§ Text
"I’m talking to this guy and it’s really obvious that he’s super into me. I like him, but I don’t know if I like him THAT much. Is it mean if I keep moving forward with him? I’m worried that we would get into a relationship and I realize that I don’t actually like him that much, and that would hurt us both. What do I do?!?" - Anonymous
Hello love! It is rare that I get the opportunity to reject someone, but something similiarish happened to me recently. Because I go to an all girls school, I feel like having any type of guy friend is a good thing. Also lets be real here, it’s flattering to know someone likes you and it is extremely tempting to lead them on. But, there's a point of escalation and consistency where you can't just be ‘friends’ with someone. Now the question was a bit inconspicuous about how well you guys know each other so I’ll take it two routes.
Answer 1: Online relationship - For the guy who might be a snap h**, goes to a different school, or won’t be hard to avoid for the rest of your life.
It seems like you have blatantly stated you find each other attractive, then there's inside jokes, trust, loyalty, and some sort of defining relationship that follows. While this might seem ‘mean’ I would honestly just ease off a bit and he’ll get the memo… wall pics, left on delivered, and avoid conversation. But maybe you're still not sure if you like him and the attention is really nice. Because you two have only really had the opportunity to talk with each other online (btw that’s not really knowing someone for who they are in person) then hang on a little bit longer and try to have live conversations via Facetime or in person.

§ Records supplied
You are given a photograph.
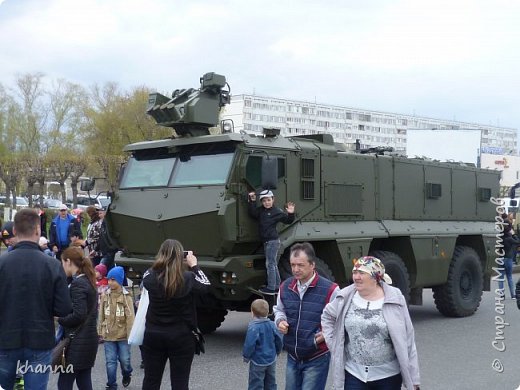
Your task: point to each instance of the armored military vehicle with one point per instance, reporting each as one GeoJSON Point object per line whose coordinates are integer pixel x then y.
{"type": "Point", "coordinates": [429, 222]}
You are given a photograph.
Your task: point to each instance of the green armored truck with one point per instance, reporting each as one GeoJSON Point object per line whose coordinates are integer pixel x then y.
{"type": "Point", "coordinates": [431, 223]}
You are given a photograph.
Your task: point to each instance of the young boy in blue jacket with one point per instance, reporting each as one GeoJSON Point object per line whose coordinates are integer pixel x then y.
{"type": "Point", "coordinates": [263, 343]}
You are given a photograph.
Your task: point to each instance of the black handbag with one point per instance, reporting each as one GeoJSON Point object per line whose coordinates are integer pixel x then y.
{"type": "Point", "coordinates": [58, 354]}
{"type": "Point", "coordinates": [199, 341]}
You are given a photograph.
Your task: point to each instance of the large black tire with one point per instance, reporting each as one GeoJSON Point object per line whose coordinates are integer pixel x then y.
{"type": "Point", "coordinates": [461, 294]}
{"type": "Point", "coordinates": [210, 319]}
{"type": "Point", "coordinates": [396, 269]}
{"type": "Point", "coordinates": [284, 267]}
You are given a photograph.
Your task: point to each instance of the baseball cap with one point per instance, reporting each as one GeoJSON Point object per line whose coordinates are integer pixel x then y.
{"type": "Point", "coordinates": [266, 194]}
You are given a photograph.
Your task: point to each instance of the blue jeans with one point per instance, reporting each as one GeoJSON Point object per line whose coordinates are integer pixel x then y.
{"type": "Point", "coordinates": [307, 375]}
{"type": "Point", "coordinates": [508, 268]}
{"type": "Point", "coordinates": [28, 362]}
{"type": "Point", "coordinates": [262, 377]}
{"type": "Point", "coordinates": [271, 249]}
{"type": "Point", "coordinates": [390, 383]}
{"type": "Point", "coordinates": [114, 351]}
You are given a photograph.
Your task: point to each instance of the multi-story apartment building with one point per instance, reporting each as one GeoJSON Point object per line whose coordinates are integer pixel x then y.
{"type": "Point", "coordinates": [252, 113]}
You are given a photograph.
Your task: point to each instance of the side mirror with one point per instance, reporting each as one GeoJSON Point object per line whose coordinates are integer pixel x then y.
{"type": "Point", "coordinates": [87, 185]}
{"type": "Point", "coordinates": [269, 172]}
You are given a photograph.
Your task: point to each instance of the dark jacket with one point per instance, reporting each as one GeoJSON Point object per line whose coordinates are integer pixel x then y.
{"type": "Point", "coordinates": [74, 230]}
{"type": "Point", "coordinates": [83, 347]}
{"type": "Point", "coordinates": [180, 309]}
{"type": "Point", "coordinates": [304, 316]}
{"type": "Point", "coordinates": [267, 220]}
{"type": "Point", "coordinates": [105, 245]}
{"type": "Point", "coordinates": [263, 342]}
{"type": "Point", "coordinates": [33, 290]}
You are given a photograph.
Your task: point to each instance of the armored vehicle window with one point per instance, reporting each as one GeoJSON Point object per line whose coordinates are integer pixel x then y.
{"type": "Point", "coordinates": [254, 170]}
{"type": "Point", "coordinates": [147, 173]}
{"type": "Point", "coordinates": [207, 169]}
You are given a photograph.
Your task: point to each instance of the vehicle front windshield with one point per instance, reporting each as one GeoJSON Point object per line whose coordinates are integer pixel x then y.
{"type": "Point", "coordinates": [147, 173]}
{"type": "Point", "coordinates": [204, 169]}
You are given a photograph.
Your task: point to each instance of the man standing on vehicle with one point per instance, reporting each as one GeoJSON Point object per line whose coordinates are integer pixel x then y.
{"type": "Point", "coordinates": [298, 310]}
{"type": "Point", "coordinates": [33, 290]}
{"type": "Point", "coordinates": [64, 230]}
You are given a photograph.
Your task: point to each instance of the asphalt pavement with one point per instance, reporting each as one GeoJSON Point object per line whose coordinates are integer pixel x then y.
{"type": "Point", "coordinates": [454, 353]}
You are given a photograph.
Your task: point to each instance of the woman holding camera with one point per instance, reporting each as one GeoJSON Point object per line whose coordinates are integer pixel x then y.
{"type": "Point", "coordinates": [172, 284]}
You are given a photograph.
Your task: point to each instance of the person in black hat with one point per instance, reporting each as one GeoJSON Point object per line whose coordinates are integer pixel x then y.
{"type": "Point", "coordinates": [8, 236]}
{"type": "Point", "coordinates": [268, 216]}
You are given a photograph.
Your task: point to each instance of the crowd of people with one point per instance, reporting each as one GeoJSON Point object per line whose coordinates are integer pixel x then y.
{"type": "Point", "coordinates": [363, 331]}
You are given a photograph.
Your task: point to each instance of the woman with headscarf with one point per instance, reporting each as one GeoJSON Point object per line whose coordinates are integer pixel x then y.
{"type": "Point", "coordinates": [370, 334]}
{"type": "Point", "coordinates": [172, 283]}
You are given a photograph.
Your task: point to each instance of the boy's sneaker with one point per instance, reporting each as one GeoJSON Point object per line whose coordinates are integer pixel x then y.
{"type": "Point", "coordinates": [126, 380]}
{"type": "Point", "coordinates": [267, 291]}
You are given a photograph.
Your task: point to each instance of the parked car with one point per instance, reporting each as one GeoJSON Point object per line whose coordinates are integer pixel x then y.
{"type": "Point", "coordinates": [21, 202]}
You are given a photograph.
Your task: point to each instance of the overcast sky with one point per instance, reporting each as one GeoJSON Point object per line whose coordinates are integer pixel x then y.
{"type": "Point", "coordinates": [451, 59]}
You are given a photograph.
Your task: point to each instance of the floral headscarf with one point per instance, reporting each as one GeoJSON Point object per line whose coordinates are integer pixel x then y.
{"type": "Point", "coordinates": [372, 266]}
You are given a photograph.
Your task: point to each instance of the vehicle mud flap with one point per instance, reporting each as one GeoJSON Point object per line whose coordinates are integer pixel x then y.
{"type": "Point", "coordinates": [460, 296]}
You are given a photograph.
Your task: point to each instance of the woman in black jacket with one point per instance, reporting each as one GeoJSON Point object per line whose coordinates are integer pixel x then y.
{"type": "Point", "coordinates": [81, 353]}
{"type": "Point", "coordinates": [172, 283]}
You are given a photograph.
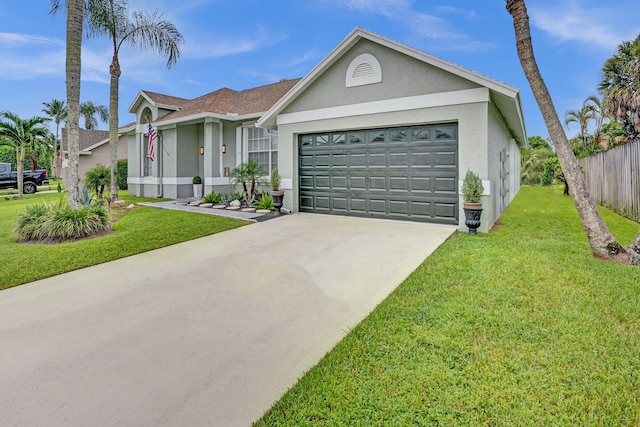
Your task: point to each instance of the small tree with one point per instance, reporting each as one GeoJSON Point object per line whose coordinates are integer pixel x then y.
{"type": "Point", "coordinates": [248, 175]}
{"type": "Point", "coordinates": [21, 135]}
{"type": "Point", "coordinates": [97, 178]}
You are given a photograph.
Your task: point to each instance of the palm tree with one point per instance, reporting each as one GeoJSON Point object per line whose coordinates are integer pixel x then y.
{"type": "Point", "coordinates": [75, 18]}
{"type": "Point", "coordinates": [88, 110]}
{"type": "Point", "coordinates": [620, 85]}
{"type": "Point", "coordinates": [582, 117]}
{"type": "Point", "coordinates": [601, 114]}
{"type": "Point", "coordinates": [57, 111]}
{"type": "Point", "coordinates": [97, 178]}
{"type": "Point", "coordinates": [600, 239]}
{"type": "Point", "coordinates": [110, 18]}
{"type": "Point", "coordinates": [21, 134]}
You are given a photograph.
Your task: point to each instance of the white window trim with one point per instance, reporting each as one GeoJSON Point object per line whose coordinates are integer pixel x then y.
{"type": "Point", "coordinates": [243, 136]}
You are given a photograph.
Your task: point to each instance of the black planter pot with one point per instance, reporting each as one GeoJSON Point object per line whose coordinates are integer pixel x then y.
{"type": "Point", "coordinates": [277, 201]}
{"type": "Point", "coordinates": [472, 213]}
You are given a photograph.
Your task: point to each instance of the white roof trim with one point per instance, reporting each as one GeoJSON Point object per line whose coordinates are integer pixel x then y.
{"type": "Point", "coordinates": [269, 118]}
{"type": "Point", "coordinates": [142, 94]}
{"type": "Point", "coordinates": [207, 115]}
{"type": "Point", "coordinates": [121, 131]}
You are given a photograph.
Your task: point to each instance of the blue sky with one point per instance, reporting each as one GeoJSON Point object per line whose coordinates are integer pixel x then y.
{"type": "Point", "coordinates": [241, 44]}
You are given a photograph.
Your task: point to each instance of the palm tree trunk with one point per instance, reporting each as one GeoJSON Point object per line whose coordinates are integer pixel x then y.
{"type": "Point", "coordinates": [600, 239]}
{"type": "Point", "coordinates": [75, 15]}
{"type": "Point", "coordinates": [113, 125]}
{"type": "Point", "coordinates": [20, 169]}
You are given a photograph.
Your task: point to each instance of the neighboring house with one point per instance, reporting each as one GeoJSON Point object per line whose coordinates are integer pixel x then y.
{"type": "Point", "coordinates": [94, 150]}
{"type": "Point", "coordinates": [377, 129]}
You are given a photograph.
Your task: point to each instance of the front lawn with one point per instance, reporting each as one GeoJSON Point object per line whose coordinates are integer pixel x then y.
{"type": "Point", "coordinates": [520, 326]}
{"type": "Point", "coordinates": [139, 230]}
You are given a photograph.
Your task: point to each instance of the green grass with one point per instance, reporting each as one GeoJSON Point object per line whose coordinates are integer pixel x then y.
{"type": "Point", "coordinates": [140, 230]}
{"type": "Point", "coordinates": [520, 326]}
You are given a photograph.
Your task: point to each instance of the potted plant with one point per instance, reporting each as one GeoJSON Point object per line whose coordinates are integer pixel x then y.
{"type": "Point", "coordinates": [197, 186]}
{"type": "Point", "coordinates": [472, 190]}
{"type": "Point", "coordinates": [276, 193]}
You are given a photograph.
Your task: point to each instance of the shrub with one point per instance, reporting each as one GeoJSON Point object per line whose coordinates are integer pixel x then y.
{"type": "Point", "coordinates": [58, 222]}
{"type": "Point", "coordinates": [266, 202]}
{"type": "Point", "coordinates": [276, 180]}
{"type": "Point", "coordinates": [550, 170]}
{"type": "Point", "coordinates": [237, 195]}
{"type": "Point", "coordinates": [472, 188]}
{"type": "Point", "coordinates": [123, 171]}
{"type": "Point", "coordinates": [30, 221]}
{"type": "Point", "coordinates": [212, 197]}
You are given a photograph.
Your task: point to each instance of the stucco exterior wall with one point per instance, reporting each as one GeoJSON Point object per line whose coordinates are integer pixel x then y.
{"type": "Point", "coordinates": [402, 76]}
{"type": "Point", "coordinates": [501, 144]}
{"type": "Point", "coordinates": [99, 155]}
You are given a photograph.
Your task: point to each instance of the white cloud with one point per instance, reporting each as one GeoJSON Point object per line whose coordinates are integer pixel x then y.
{"type": "Point", "coordinates": [468, 15]}
{"type": "Point", "coordinates": [441, 31]}
{"type": "Point", "coordinates": [574, 21]}
{"type": "Point", "coordinates": [384, 7]}
{"type": "Point", "coordinates": [426, 26]}
{"type": "Point", "coordinates": [21, 40]}
{"type": "Point", "coordinates": [211, 46]}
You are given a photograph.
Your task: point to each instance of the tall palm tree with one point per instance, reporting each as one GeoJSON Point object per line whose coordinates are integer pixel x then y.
{"type": "Point", "coordinates": [620, 85]}
{"type": "Point", "coordinates": [75, 18]}
{"type": "Point", "coordinates": [57, 111]}
{"type": "Point", "coordinates": [21, 134]}
{"type": "Point", "coordinates": [600, 239]}
{"type": "Point", "coordinates": [88, 110]}
{"type": "Point", "coordinates": [601, 113]}
{"type": "Point", "coordinates": [110, 18]}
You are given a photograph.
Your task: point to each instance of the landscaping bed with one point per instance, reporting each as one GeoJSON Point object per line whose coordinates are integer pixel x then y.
{"type": "Point", "coordinates": [136, 230]}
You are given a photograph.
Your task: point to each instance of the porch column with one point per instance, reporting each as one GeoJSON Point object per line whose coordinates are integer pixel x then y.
{"type": "Point", "coordinates": [211, 152]}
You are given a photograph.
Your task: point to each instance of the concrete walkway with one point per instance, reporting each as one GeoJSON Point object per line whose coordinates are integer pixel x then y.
{"type": "Point", "coordinates": [204, 333]}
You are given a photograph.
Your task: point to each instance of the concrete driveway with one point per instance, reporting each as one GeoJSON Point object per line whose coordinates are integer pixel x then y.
{"type": "Point", "coordinates": [204, 333]}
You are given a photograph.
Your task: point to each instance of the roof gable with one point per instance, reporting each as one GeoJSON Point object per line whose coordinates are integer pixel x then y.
{"type": "Point", "coordinates": [222, 103]}
{"type": "Point", "coordinates": [507, 97]}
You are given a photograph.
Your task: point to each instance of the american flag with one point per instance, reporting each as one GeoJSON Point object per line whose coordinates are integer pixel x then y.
{"type": "Point", "coordinates": [152, 135]}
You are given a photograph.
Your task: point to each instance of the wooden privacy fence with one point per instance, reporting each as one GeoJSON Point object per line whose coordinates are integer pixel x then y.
{"type": "Point", "coordinates": [613, 178]}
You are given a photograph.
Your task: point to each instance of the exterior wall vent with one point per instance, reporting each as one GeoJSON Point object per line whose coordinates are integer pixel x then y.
{"type": "Point", "coordinates": [363, 70]}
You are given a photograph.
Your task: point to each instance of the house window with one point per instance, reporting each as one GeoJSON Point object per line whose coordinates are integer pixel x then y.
{"type": "Point", "coordinates": [262, 147]}
{"type": "Point", "coordinates": [148, 164]}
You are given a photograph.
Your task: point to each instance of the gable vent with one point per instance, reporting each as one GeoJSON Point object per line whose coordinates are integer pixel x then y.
{"type": "Point", "coordinates": [363, 70]}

§ Required action A
According to the advice column, what kind of school does the writer go to?
§ Required action B
Pick up the advice column after its last sentence and keep writing in the same voice.
The material above comes from a different source than the advice column.

§ Task answer A
An all girls school.

§ Task answer B
Answer 2: This is for the guy who goes to your school, you have mutuals with, or you might actually still want to stay friends with in the future.
If you feel like you have a strong sense of who he is, and after giving him a fair shake, you can confidently say ‘I’m just not THAT into you’ then you have to be straight up with him. Get to the point and say “I just want to be honest with you, I’ve really liked getting to know you but….. I’m not looking for a relationship right now, I need to focus on myself right now, my parents are strict with Covid, I’m not the girl for you, you’re like a brother to me and I wouldn’t want to ruin that, I don’t feel a romantic spark, I don’t want to mislead you, I don’t feel the chemistry”. As much as you might hope the relationship will persist through this rejection, it probably won’t and things between you two will be awkward for a while. At the end of the day, you can’t control your feelings and it's better to pull out of whatever you guys have going on sooner rather than later so you both don’t get hurt.